━━━━━ The data

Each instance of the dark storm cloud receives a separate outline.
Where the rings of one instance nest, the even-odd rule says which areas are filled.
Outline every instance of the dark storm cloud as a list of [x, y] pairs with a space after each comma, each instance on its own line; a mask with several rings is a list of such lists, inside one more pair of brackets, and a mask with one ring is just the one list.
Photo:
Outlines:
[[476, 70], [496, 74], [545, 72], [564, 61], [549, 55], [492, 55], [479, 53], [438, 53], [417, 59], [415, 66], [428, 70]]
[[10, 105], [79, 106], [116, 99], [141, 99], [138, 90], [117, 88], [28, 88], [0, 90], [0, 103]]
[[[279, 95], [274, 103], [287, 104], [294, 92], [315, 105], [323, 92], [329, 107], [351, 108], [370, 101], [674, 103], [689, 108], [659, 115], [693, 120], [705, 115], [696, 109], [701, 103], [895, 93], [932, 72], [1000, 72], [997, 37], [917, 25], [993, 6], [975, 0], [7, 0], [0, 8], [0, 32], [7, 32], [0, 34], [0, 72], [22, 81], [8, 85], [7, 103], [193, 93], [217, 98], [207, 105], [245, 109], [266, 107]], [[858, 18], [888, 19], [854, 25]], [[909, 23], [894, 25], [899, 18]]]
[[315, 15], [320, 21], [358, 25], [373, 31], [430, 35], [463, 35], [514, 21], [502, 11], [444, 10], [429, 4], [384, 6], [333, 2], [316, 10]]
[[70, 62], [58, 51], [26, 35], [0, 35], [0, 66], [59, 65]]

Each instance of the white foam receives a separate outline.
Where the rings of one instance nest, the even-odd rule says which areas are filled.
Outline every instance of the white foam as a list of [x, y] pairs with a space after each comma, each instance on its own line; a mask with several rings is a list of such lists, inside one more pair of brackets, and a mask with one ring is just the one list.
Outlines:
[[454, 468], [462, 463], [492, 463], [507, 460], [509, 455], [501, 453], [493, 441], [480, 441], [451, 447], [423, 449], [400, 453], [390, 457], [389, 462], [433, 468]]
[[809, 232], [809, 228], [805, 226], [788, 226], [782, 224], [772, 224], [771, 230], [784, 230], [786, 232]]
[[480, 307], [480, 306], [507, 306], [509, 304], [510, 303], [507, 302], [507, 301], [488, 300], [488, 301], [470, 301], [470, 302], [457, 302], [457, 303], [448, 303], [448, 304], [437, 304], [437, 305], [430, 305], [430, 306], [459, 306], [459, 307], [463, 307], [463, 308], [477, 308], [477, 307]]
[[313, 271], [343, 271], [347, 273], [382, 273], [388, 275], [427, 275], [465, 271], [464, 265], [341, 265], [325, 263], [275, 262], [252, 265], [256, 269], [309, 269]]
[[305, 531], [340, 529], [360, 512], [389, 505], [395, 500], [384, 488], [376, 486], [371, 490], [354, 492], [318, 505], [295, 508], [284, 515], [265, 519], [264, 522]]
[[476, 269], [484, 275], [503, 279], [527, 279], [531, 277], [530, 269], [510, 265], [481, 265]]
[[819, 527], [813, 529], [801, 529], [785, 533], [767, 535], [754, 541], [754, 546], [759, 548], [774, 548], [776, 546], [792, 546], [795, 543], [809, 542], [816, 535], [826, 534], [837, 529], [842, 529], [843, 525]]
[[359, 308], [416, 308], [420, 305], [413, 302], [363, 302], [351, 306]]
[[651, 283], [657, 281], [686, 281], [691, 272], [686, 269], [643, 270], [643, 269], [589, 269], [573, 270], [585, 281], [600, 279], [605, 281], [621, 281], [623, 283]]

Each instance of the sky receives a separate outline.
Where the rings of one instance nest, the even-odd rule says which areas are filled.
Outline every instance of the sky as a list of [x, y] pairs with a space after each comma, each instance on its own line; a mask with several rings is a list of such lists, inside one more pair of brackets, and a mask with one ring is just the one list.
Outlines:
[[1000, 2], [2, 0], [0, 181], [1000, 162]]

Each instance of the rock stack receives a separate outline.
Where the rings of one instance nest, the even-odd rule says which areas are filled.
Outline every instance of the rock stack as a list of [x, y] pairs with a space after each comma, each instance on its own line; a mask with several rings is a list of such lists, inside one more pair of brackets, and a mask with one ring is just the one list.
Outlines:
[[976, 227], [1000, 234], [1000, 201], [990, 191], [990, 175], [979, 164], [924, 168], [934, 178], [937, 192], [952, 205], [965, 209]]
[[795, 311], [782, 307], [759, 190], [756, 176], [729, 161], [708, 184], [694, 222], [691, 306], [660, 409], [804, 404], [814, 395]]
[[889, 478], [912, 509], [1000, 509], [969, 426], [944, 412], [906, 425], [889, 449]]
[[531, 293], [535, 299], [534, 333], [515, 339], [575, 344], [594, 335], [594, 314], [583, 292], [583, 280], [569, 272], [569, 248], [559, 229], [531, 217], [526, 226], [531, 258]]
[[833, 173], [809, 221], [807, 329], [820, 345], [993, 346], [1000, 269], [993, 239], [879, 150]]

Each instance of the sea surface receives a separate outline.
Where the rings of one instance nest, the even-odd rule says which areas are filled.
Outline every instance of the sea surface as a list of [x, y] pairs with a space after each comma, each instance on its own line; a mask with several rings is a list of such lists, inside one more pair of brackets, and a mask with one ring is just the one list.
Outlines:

━━━━━━━━━━

■ Exercise brief
Pull out every line of the records that includes the string "lists".

■ Task answer
Outline every instance of the dark storm cloud as a list of [x, y] pairs with a space after each comma, each instance on its own line; a mask with several rings is a list of such lists, inside one more pair of brackets, and a mask with one ring is just the one list.
Outline every instance of the white foam as a list of [x, y] pairs with a space after each comma, each instance on its own line; a mask with several rings is a list of such lists, inside one more pair of brackets, and a mask with one ring is just the one list.
Outline every instance of the sky as a list of [x, y] pairs with a space after each comma, each instance on its own line; a mask with several rings is a list of such lists, inside one more pair of brackets, and a mask with one ring is just the one list.
Outline every instance of the rock stack as a list of [x, y] pairs with a space after each comma, each instance on its own line; a mask with several rings is a list of such lists, inside one more pair of brackets, and a mask with one ring is just the one list.
Outline every instance of the sea surface as a list of [x, y] pairs with a space after each comma, each instance on its own line; a mask with several rings is a list of such lists, inside one more pair of brackets, and a mask with one ring is just the one list.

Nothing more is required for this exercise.